_TEXTO DEL DOCUMENTO_
------------------------------------------------
El joyero que dibuja

Rafael Munoa ejemplifica una vida dedicada al arte en todas sus expresiones, desde la platería a la pintura

RAFAEL MUNOA vive con pasión el dibujo y a partir de ahí hay que enfocar, según él, toda su vida, desde su trabajo como joyero, hasta sus colaboraciones en la histórica revista La Codorniz, sin olvidar su dedicación a la pintura, el estudio de la platería o sus informes como tasador de obras de arte, por citar algunas de las dedicaciones de este personaje poliédrico, profundo conocedor de las corrientes artísticas del XX y de sus protagonistas. Experto en el mundo de las antigüedades, miembro de la Spanish Society, este donostiarra de pro, quizá una de las personas de todo el mundo que mejor conocen la historia de la platería española, es además un testigo atento del devenir de su ciudad.

El recorrido vital de Rafael Munoa (San Sebastián, 1930) resulta de película, aunque él mismo no dé importancia a su apasionante vida cuando la recuerda en su joyería de la donostiarra calle Aldamar, que ahora regenta su hijo Claudio. "Ya se sabe, una cosa te lleva a la otra", explica, aunque, eso sí, "la madre del cordero es la afición al dibujo". Y así, aquel comienzo joyero en la San Sebastián de los largos veraneos de la burguesía y aristocracia españolas, las comidas con Jorge Oteiza, sus exposiciones de pintura, las colaboraciones en La Codorniz, la visita a los pecios de unos galeones invitado por la casa de subastas Sotheby's, el reconocimiento de su competidora Christie's o su reconocimiento mundial como uno de los mejores expertos en platería española no son más que pasos en su vida.

El joyero donostiarra lo explica con sencillez: "Como en las tiendas de los pueblos, en las que lo mismo venden unos calcetines que una azada, aquí te veías obligado a hacer de todo. No podías tener una especialidad". Él contó con algún incentivo familiar en aquel San Sebastián de la posguerra: sus padres, joyeros también, y su tío, tasador del Monte de Piedad, de quienes heredó ambas ocupaciones. "Esto me vino muy bien, porque en una ciudad tan pequeña no ves cosas de interés, pero gracias a nuestro trabajo hemos podido descubrir piezas únicas, que se convierten luego en una referencia", destaca.
------------------------------------------------
_EJERCICIOS PROPUESTOS_
1) Devuelve sin cambios el fragmento del texto sobre Rafael Munoa que va desde "RAFAEL MUNOA vive" hasta "de su ciudad.".
2) Vuelve a escribir, sin alterar nada, el tramo de las entradas que va desde la línea que contiene "Where can you see the dirt" hasta el final de las entradas, con ambos extremos incluidos.

(Entradas de una colección)
------------------------------------------------
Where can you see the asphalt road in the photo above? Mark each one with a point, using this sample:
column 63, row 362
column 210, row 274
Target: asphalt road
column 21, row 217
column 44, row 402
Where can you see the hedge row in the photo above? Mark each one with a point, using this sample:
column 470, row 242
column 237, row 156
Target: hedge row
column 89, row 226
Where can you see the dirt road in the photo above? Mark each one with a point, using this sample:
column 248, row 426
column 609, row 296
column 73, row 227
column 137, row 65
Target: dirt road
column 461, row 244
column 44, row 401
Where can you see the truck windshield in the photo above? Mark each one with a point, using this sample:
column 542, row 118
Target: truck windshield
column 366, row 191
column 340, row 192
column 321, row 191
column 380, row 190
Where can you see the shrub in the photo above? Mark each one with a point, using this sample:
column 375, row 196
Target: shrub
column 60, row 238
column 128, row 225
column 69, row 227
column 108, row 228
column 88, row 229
------------------------------------------------
_RESPUESTAS ESCRITAS_
1)
RAFAEL MUNOA vive con pasión el dibujo y a partir de ahí hay que enfocar, según él, toda su vida, desde su trabajo como joyero, hasta sus colaboraciones en la histórica revista La Codorniz, sin olvidar su dedicación a la pintura, el estudio de la platería o sus informes como tasador de obras de arte, por citar algunas de las dedicaciones de este personaje poliédrico, profundo conocedor de las corrientes artísticas del XX y de sus protagonistas. Experto en el mundo de las antigüedades, miembro de la Spanish Society, este donostiarra de pro, quizá una de las personas de todo el mundo que mejor conocen la historia de la platería española, es además un testigo atento del devenir de su ciudad.

2)
Where can you see the dirt road in the photo above? Mark each one with a point, using this sample:
column 248, row 426
column 609, row 296
column 73, row 227
column 137, row 65
Target: dirt road
column 461, row 244
column 44, row 401
Where can you see the truck windshield in the photo above? Mark each one with a point, using this sample:
column 542, row 118
Target: truck windshield
column 366, row 191
column 340, row 192
column 321, row 191
column 380, row 190
Where can you see the shrub in the photo above? Mark each one with a point, using this sample:
column 375, row 196
Target: shrub
column 60, row 238
column 128, row 225
column 69, row 227
column 108, row 228
column 88, row 229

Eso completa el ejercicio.